EXERCISE REQUIREMENTS:
Would you copy the line that includes "For each instance of the rock, the" and every line that follows it, down to the last line of the listing below, exactly as they stand?

EXTRACTED ENTRIES:

************

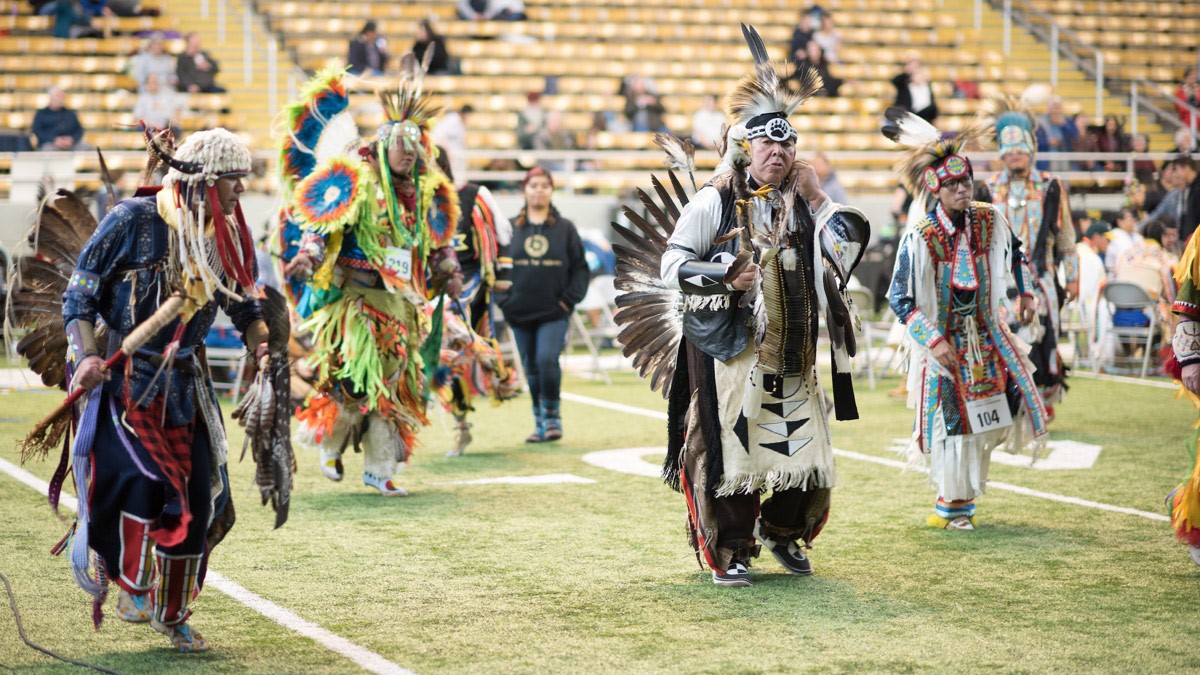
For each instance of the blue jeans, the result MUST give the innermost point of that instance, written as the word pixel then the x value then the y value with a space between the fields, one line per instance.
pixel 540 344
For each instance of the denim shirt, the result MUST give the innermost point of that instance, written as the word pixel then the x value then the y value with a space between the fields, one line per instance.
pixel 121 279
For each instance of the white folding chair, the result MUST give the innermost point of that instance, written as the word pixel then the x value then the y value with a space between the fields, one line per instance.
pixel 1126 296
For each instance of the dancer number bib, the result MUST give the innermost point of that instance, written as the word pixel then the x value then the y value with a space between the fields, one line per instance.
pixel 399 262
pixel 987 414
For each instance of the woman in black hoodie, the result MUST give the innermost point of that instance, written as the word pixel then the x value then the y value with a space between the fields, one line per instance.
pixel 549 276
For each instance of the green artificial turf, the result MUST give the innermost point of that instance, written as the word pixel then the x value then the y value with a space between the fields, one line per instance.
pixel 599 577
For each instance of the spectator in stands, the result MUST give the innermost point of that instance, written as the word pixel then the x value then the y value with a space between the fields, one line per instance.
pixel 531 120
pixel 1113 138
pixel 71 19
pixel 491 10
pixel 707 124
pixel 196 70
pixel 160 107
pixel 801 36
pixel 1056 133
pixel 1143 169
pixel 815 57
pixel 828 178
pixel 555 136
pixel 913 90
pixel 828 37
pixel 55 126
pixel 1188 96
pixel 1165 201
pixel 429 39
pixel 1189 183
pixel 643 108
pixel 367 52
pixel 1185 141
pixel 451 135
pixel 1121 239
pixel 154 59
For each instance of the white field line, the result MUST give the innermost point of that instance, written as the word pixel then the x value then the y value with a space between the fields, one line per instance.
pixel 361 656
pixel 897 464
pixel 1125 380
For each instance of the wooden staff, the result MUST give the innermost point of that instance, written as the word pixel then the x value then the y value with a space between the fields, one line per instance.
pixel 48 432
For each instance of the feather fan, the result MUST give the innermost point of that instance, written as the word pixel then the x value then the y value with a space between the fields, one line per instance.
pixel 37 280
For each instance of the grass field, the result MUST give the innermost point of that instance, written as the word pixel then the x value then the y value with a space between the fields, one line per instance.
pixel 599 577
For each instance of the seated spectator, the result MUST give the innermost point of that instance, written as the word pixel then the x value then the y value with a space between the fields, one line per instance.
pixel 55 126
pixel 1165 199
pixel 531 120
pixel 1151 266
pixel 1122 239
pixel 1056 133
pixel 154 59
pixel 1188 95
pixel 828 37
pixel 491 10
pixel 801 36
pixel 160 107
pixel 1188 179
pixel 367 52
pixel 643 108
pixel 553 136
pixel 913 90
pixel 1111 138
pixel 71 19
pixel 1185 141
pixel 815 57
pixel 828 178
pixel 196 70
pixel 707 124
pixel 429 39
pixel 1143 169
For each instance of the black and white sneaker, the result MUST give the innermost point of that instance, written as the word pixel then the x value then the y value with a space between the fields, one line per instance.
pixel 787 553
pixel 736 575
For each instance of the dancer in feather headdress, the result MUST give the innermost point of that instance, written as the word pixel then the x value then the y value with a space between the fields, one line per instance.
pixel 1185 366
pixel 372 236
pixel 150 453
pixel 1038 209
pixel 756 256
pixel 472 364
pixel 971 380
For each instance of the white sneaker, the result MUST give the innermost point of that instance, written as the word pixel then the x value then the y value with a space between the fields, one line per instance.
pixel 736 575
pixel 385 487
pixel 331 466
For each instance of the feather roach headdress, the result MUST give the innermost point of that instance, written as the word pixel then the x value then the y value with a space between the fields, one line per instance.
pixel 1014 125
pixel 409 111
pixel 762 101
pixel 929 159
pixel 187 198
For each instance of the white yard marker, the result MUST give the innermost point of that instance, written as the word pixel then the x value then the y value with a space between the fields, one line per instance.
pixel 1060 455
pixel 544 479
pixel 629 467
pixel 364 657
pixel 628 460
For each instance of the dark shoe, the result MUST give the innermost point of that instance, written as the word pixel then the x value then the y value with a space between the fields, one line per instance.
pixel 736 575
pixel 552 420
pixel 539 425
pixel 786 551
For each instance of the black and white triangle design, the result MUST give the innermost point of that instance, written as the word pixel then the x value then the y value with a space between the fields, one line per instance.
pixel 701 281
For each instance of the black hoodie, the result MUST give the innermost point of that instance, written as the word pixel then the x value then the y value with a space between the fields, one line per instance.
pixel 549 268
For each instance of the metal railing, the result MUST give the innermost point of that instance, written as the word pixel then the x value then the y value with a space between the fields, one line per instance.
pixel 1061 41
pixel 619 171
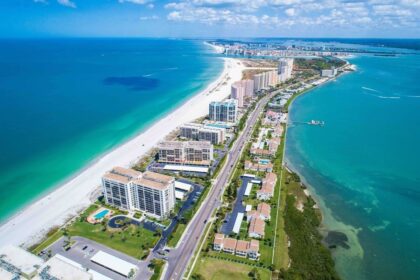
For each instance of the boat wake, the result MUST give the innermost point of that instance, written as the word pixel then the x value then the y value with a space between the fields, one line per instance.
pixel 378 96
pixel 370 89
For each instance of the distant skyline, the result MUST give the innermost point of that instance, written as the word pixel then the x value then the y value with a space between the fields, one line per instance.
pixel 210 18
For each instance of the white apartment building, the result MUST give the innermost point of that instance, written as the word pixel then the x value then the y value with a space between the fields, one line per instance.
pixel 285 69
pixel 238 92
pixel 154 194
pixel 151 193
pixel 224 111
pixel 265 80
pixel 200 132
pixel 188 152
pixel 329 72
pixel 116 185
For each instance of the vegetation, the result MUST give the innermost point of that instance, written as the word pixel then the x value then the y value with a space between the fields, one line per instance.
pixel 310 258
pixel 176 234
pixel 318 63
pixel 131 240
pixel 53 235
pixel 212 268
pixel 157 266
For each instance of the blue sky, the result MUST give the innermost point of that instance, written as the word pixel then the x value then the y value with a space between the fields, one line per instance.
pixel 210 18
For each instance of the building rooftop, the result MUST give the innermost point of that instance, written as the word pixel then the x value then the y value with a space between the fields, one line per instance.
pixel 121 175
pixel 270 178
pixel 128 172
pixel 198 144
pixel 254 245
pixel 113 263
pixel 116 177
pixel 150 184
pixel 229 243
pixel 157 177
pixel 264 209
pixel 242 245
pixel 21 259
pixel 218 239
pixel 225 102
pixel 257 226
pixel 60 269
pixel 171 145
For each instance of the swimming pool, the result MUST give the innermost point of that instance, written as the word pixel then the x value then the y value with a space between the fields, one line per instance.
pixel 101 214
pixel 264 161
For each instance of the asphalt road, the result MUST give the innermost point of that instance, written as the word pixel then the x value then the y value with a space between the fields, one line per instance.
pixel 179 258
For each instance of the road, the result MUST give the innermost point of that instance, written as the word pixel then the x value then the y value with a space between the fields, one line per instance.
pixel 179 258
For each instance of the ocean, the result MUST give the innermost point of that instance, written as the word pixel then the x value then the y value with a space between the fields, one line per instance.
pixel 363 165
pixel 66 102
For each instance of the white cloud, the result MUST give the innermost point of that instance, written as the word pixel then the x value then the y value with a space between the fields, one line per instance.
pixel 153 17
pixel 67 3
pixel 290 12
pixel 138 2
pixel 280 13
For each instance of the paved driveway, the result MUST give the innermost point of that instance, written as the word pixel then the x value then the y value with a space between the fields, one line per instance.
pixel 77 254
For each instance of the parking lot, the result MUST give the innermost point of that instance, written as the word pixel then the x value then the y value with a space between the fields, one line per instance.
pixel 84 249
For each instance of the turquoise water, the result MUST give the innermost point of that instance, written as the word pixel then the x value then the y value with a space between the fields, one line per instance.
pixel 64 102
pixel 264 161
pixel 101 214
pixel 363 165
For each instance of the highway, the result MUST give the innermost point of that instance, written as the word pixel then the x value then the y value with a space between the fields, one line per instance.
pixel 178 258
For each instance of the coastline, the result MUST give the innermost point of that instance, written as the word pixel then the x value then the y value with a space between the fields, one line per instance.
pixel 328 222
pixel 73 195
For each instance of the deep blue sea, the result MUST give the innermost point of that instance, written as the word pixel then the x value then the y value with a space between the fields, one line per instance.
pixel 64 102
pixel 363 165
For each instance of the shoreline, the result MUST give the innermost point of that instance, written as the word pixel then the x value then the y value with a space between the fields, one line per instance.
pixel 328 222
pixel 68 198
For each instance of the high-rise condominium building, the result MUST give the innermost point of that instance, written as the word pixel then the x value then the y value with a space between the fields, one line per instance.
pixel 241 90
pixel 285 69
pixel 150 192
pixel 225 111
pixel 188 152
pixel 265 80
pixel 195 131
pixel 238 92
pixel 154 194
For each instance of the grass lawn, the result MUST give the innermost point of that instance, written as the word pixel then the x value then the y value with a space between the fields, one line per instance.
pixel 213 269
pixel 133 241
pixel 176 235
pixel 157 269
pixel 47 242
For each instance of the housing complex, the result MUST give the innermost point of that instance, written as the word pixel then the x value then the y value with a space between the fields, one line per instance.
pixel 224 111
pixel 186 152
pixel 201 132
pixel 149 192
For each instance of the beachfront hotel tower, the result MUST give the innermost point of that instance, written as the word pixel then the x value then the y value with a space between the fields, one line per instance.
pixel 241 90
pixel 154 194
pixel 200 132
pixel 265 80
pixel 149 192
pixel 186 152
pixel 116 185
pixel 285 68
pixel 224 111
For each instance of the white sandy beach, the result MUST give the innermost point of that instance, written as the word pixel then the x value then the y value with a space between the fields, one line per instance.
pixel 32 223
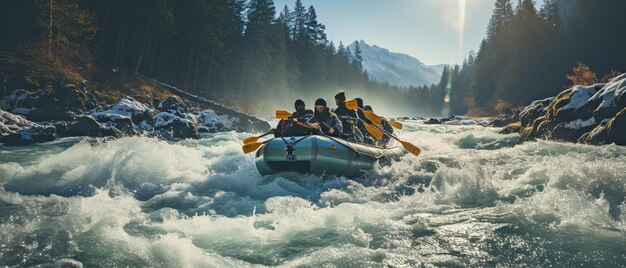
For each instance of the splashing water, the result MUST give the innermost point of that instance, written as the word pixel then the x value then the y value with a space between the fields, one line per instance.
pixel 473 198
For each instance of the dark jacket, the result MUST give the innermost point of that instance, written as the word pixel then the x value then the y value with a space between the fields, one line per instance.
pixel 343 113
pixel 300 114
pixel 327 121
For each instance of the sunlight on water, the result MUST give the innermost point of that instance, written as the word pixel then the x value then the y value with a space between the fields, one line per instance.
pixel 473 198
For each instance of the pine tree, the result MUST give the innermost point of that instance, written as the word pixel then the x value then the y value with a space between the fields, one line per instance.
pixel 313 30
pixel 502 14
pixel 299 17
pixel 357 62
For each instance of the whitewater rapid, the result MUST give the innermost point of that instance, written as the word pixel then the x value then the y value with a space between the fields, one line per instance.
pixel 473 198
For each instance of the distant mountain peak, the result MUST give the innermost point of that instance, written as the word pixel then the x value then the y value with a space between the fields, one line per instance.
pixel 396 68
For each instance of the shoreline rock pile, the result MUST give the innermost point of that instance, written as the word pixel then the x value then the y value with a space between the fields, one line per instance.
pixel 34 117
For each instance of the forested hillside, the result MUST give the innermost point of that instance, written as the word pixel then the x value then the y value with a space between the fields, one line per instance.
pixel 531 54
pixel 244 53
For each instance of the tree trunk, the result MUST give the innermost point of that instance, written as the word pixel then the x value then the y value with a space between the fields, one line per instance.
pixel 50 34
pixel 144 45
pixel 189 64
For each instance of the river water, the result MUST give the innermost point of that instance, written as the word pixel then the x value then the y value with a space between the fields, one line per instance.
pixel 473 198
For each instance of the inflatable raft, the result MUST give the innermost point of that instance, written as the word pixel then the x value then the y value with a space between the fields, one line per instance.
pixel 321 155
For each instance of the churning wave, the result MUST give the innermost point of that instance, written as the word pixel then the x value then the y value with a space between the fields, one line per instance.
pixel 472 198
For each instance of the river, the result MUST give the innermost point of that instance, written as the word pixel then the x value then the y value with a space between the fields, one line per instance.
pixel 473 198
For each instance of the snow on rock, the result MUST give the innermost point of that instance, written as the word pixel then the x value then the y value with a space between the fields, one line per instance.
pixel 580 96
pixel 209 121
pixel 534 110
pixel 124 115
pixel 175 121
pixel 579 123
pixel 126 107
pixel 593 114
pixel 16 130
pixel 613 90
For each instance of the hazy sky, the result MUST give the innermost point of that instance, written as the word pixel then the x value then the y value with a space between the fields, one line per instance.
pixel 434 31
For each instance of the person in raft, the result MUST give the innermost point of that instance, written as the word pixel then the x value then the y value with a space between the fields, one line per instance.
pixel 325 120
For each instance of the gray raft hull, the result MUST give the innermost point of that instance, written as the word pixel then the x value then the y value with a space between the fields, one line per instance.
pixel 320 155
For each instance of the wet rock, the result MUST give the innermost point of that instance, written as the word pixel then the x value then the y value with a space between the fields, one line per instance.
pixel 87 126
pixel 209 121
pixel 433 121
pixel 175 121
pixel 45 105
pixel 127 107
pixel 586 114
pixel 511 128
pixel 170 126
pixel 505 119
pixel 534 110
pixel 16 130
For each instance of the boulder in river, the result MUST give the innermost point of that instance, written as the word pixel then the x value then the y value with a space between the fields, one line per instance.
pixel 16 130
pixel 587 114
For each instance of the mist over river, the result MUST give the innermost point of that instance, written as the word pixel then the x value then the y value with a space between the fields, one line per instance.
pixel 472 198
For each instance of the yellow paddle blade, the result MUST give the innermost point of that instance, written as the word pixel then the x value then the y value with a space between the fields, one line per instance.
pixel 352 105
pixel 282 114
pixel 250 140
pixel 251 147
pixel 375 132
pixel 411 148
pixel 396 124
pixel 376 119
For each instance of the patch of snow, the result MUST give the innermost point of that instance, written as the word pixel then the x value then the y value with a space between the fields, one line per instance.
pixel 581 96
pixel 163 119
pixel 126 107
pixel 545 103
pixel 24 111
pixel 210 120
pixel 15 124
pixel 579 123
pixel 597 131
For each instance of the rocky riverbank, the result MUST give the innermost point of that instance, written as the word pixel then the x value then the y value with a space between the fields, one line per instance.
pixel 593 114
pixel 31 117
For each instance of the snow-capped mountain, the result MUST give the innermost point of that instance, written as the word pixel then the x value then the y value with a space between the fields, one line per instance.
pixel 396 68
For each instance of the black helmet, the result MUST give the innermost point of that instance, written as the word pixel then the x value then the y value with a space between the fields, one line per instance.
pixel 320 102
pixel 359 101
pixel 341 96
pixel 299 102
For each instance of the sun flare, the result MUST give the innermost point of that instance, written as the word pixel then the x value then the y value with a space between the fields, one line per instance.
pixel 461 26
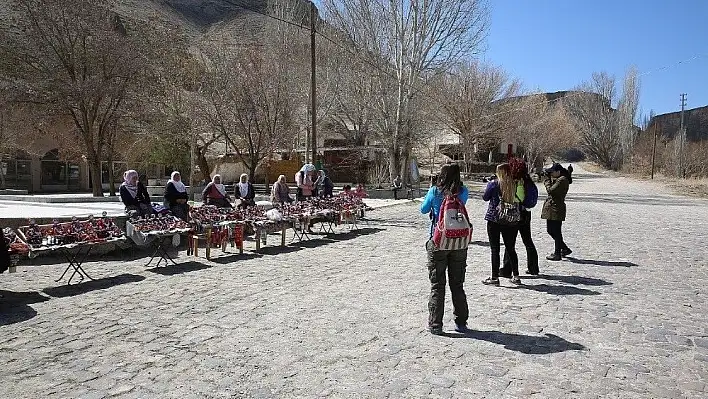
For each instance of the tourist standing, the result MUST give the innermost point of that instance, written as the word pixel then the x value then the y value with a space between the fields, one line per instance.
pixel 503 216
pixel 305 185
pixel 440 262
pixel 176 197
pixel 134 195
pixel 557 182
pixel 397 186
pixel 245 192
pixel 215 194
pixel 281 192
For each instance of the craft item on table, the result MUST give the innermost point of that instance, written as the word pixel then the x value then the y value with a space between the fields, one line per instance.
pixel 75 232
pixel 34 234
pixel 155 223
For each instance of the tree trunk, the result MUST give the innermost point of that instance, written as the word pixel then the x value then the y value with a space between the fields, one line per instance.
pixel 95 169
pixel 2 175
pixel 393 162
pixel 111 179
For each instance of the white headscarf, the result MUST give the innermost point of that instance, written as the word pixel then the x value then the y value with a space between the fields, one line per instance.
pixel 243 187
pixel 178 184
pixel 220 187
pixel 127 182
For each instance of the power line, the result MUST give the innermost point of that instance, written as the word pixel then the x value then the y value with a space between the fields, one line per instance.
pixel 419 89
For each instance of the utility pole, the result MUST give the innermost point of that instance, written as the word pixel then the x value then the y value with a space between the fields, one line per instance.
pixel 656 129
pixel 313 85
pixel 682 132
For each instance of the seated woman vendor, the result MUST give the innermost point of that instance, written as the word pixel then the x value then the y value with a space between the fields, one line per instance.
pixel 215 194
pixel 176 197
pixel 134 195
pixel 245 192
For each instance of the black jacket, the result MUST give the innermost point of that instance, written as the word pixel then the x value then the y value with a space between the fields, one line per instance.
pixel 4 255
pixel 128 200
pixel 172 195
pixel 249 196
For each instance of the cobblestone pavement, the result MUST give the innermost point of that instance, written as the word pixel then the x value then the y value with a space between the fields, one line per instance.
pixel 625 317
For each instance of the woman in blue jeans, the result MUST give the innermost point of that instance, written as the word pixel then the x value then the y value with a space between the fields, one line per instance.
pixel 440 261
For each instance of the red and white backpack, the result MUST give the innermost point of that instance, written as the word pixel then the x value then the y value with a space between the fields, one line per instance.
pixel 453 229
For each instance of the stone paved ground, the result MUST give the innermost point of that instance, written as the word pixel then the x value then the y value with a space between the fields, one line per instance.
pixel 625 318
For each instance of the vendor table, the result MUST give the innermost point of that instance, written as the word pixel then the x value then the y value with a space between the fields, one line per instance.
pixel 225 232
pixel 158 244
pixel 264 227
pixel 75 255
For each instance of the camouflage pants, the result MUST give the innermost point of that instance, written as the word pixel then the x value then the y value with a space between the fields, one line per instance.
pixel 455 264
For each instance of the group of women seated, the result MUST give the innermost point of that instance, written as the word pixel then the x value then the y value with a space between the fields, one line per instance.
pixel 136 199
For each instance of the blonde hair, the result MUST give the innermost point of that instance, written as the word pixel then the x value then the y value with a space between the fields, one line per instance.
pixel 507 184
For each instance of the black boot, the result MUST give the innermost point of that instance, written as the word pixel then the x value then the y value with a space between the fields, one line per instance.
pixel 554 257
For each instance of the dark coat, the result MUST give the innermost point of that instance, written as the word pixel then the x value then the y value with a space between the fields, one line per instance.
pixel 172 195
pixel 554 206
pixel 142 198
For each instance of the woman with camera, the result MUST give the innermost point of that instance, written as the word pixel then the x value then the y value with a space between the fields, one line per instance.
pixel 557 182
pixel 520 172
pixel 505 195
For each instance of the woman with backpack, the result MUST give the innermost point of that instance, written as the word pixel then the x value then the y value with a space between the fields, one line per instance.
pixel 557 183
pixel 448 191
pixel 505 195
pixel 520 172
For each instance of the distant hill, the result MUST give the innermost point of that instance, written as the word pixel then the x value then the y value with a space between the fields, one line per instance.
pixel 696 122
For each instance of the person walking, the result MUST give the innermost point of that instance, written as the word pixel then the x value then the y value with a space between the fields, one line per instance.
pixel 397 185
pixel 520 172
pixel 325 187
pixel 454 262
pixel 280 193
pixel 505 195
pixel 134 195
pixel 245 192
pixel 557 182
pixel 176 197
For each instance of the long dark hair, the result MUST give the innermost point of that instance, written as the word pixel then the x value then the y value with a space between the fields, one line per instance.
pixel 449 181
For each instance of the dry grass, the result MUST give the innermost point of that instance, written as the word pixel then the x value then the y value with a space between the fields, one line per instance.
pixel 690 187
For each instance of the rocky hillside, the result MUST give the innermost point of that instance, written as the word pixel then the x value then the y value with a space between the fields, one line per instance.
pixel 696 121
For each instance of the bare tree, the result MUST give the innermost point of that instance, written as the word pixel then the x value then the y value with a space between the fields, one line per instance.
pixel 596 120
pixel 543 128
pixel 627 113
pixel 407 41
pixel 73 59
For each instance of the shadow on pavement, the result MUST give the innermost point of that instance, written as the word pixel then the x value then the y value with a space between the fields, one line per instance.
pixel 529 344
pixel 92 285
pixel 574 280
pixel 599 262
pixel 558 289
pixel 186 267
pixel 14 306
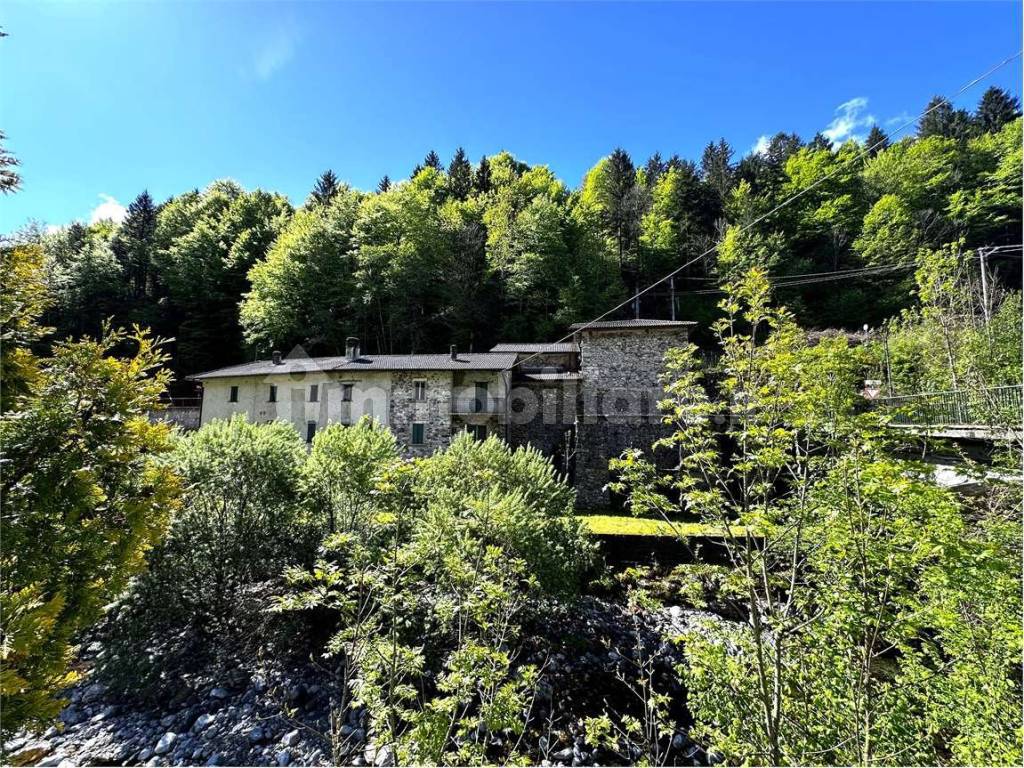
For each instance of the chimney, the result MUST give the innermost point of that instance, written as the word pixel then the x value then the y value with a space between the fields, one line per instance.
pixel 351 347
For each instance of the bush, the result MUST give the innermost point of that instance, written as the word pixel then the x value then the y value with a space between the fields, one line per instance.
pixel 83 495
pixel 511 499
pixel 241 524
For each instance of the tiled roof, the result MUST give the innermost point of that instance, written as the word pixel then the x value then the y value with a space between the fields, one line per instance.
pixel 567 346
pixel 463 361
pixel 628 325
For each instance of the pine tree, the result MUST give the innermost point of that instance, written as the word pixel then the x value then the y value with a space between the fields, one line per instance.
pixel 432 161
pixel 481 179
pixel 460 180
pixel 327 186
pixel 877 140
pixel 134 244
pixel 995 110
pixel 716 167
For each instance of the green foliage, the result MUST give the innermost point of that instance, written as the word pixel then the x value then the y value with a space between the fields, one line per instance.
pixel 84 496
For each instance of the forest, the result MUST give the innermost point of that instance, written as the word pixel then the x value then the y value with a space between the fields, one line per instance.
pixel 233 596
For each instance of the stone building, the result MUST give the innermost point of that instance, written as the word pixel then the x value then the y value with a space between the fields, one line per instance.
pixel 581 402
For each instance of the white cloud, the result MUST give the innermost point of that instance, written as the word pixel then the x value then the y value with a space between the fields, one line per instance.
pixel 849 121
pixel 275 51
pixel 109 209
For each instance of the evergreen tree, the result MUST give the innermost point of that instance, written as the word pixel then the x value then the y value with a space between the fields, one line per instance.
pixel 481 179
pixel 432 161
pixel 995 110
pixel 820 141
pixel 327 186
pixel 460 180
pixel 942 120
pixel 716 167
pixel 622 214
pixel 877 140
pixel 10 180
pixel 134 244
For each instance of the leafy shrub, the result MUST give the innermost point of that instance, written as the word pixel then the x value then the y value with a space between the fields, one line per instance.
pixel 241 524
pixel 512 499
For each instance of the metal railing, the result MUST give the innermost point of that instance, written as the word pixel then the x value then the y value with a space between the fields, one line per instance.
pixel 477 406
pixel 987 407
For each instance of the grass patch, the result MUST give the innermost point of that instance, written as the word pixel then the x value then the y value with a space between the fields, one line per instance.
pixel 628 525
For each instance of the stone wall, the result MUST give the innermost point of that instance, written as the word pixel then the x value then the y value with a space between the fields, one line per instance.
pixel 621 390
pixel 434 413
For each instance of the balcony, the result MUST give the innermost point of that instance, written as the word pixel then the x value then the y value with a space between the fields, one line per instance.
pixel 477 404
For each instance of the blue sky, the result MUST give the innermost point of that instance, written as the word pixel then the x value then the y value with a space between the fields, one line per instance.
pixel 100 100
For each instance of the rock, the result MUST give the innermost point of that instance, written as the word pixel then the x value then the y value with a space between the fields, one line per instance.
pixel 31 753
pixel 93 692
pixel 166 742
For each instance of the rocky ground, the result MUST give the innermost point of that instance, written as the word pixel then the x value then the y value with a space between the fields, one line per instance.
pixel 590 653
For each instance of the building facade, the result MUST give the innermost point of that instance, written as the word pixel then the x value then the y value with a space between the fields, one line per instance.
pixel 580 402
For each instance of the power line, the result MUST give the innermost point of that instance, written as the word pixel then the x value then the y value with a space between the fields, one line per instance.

************

ANSWER TO THIS EXERCISE:
For each instance of the rock, the result MUST give the innermost point of that instance, written as the word pixel then the x value then the y value with a space between the fields, one line per instance.
pixel 31 753
pixel 93 692
pixel 166 742
For each instance of the rocky ground, the result MUST give the innermost point of that instance, written as the word pixel then the x value then the y value with a space between the fields, one line per instance.
pixel 590 653
For each instance of the building facade, the result MUST give the innermost point of that instance, written as the word pixel then the x value then the y value with a space between the fields, one line per instance.
pixel 580 402
For each instance of the power line, the result MUST give the innermost point of that instance, written as the word pixel then the x value then the y value with a space between the fields, one line per instance.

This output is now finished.